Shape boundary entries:
-- Begin --
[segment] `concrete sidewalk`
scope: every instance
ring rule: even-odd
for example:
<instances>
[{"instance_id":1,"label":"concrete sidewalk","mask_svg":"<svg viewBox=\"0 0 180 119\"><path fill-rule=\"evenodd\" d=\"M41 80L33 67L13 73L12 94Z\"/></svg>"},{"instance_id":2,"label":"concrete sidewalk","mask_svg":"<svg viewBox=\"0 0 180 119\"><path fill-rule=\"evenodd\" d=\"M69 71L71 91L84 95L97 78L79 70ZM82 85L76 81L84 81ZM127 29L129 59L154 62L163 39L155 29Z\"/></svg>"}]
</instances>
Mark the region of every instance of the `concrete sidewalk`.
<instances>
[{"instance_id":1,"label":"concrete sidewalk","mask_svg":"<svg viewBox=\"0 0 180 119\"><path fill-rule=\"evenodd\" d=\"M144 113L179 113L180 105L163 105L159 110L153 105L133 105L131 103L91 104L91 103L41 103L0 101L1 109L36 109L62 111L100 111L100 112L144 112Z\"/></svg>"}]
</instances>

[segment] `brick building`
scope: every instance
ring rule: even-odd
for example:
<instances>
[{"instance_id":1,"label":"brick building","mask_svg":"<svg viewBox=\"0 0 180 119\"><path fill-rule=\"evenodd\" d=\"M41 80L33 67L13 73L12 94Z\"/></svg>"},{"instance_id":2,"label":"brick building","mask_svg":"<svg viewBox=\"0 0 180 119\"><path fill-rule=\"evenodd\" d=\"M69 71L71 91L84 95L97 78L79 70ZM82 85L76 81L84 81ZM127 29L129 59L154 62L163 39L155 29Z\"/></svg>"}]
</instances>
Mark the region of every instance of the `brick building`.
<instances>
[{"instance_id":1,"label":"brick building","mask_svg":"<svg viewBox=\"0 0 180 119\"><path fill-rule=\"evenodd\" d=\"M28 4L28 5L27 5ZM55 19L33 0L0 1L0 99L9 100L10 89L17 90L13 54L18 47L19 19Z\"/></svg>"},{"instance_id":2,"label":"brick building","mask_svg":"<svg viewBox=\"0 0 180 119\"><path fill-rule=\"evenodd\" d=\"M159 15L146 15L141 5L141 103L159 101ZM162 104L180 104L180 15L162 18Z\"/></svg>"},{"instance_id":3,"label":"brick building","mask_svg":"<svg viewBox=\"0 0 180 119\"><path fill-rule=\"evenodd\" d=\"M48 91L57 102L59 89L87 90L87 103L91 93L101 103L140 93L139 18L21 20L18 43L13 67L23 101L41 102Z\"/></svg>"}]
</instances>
-- End --
Transcribe all of the lines in the records precisely.

[segment] `concrete sidewalk`
scope: every instance
ring rule: even-odd
for example:
<instances>
[{"instance_id":1,"label":"concrete sidewalk","mask_svg":"<svg viewBox=\"0 0 180 119\"><path fill-rule=\"evenodd\" d=\"M41 80L33 67L13 73L12 94Z\"/></svg>"},{"instance_id":2,"label":"concrete sidewalk","mask_svg":"<svg viewBox=\"0 0 180 119\"><path fill-rule=\"evenodd\" d=\"M69 71L71 91L84 95L97 78L79 70ZM82 85L76 81L84 81ZM127 29L129 59L154 62L163 39L155 29Z\"/></svg>"}]
</instances>
Mark the region of every instance of the `concrete sidewalk`.
<instances>
[{"instance_id":1,"label":"concrete sidewalk","mask_svg":"<svg viewBox=\"0 0 180 119\"><path fill-rule=\"evenodd\" d=\"M144 113L179 113L180 105L163 105L159 110L153 105L133 105L131 103L91 104L91 103L41 103L0 101L1 109L36 109L62 111L100 111L100 112L144 112Z\"/></svg>"}]
</instances>

[segment] `brick building`
scope: every instance
ring rule: even-odd
for example:
<instances>
[{"instance_id":1,"label":"brick building","mask_svg":"<svg viewBox=\"0 0 180 119\"><path fill-rule=\"evenodd\" d=\"M41 80L33 67L13 73L12 94Z\"/></svg>"},{"instance_id":2,"label":"brick building","mask_svg":"<svg viewBox=\"0 0 180 119\"><path fill-rule=\"evenodd\" d=\"M69 71L71 91L84 95L97 78L79 70ZM82 85L76 81L84 81ZM127 29L129 59L154 62L163 39L155 29Z\"/></svg>"}]
</instances>
Mark the region of every instance of the `brick building`.
<instances>
[{"instance_id":1,"label":"brick building","mask_svg":"<svg viewBox=\"0 0 180 119\"><path fill-rule=\"evenodd\" d=\"M28 4L28 5L27 5ZM55 19L33 0L0 1L0 99L9 100L10 89L17 90L13 54L18 47L19 19Z\"/></svg>"},{"instance_id":2,"label":"brick building","mask_svg":"<svg viewBox=\"0 0 180 119\"><path fill-rule=\"evenodd\" d=\"M159 15L146 15L141 5L141 103L159 101ZM162 104L180 104L180 15L162 18Z\"/></svg>"},{"instance_id":3,"label":"brick building","mask_svg":"<svg viewBox=\"0 0 180 119\"><path fill-rule=\"evenodd\" d=\"M48 91L57 102L59 89L87 90L87 103L91 93L101 103L140 93L139 18L21 20L18 43L13 67L23 101L41 102Z\"/></svg>"}]
</instances>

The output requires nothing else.